Directions for this task — Copy the records below word for word, keeping every line in its original order.

--- START Supplied records ---

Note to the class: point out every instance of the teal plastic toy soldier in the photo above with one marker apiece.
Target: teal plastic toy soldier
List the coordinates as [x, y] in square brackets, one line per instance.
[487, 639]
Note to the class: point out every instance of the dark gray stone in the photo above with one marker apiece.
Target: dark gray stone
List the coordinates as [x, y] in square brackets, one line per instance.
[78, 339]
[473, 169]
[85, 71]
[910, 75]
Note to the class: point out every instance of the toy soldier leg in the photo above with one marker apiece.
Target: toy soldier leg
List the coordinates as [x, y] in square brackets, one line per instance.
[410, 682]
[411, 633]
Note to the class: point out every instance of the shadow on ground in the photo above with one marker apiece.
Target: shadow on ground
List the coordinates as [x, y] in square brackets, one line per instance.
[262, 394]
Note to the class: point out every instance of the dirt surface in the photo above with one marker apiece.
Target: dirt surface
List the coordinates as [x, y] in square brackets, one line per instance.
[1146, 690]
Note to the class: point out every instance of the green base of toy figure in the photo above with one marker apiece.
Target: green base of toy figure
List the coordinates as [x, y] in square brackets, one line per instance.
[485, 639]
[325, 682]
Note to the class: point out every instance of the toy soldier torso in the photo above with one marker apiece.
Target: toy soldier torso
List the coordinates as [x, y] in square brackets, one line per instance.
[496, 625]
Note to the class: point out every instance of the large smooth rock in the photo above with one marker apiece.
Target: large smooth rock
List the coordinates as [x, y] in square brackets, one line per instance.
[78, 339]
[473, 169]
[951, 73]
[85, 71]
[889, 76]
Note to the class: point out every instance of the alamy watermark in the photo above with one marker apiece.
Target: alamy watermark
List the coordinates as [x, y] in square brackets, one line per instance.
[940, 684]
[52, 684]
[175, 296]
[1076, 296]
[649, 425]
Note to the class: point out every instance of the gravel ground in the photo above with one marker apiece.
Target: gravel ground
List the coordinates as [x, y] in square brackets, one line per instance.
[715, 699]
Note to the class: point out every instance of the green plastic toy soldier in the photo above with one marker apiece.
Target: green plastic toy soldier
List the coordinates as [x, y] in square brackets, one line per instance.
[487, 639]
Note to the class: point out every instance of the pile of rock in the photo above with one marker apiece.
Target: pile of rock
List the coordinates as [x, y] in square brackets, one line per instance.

--- END Supplied records ---

Output for this exercise —
Note to the class: point out every instance of the teal plastic toy soldier in the photo above with one marker apiece.
Target: teal plastic toy soldier
List the coordinates as [x, y] in square brackets, one line per instance.
[487, 639]
Note to the class: point out every instance of the dark gray stone in the photo above with one marker apiece.
Target: dark gray stone
List the coordinates as [x, y] in square brackets, one line per instance.
[78, 339]
[473, 169]
[85, 71]
[910, 75]
Note to the class: point out every instance of the toy soldier leg in the photo above with one marker apiece.
Target: toy soldier leg
List the coordinates as [x, y] in square brackets, one line per instance.
[410, 682]
[411, 633]
Note to the class: point out every instance of the shadow on ground in the photo above with one marker apiece.
Target: shadow on ground
List the coordinates as [x, y] in square brackets, one line per instance.
[262, 394]
Note to the class: point out every instance of the dirt surface in the photo above with one marker apiece.
Target: dirt surface
List the coordinates as [x, y] in square brackets, one line per instance.
[1146, 690]
Note to the class: point out every instance of the green base of toy figure in the photo above with one marker apiece.
Target: green base of toy figure
List the coordinates as [x, y] in square brackets, one line per instance.
[485, 639]
[325, 682]
Note to the class: point out every instance of the toy soldier torso in the photo above with one marker apiece.
Target: toy soldier torso
List the coordinates as [x, y] in square brackets, one line per instance.
[496, 625]
Note to the class: point out every instance of the large smooth rock in the photo above with one marker apiece.
Target: large smooth rock
List the coordinates as [x, y] in square brackets, one line per instance.
[78, 339]
[473, 169]
[951, 73]
[85, 71]
[889, 76]
Note to the class: point out every instance of the alamy watermark in the photo above with one marker apiece.
Target: alamy watermark
List the coordinates as [x, y] in square brackets, one line per instance.
[940, 684]
[52, 684]
[175, 296]
[1076, 296]
[649, 425]
Note to the class: point out every instance of the gravel ground in the photo above with one marker apiece.
Target: gravel ground
List the coordinates as [x, y] in square brackets, one line per instance.
[715, 699]
Note to the class: point out every instance of the green plastic toy soldier in the photo above with one marker apiece.
Target: green plastic toy soldier
List the coordinates as [x, y] in square brackets, one line per instance.
[487, 639]
Note to the class: point out every instance of the pile of rock in the photo above with one marker apiece.
Target: pile of rock
List the coordinates as [x, y] in square brackets, one line per instance.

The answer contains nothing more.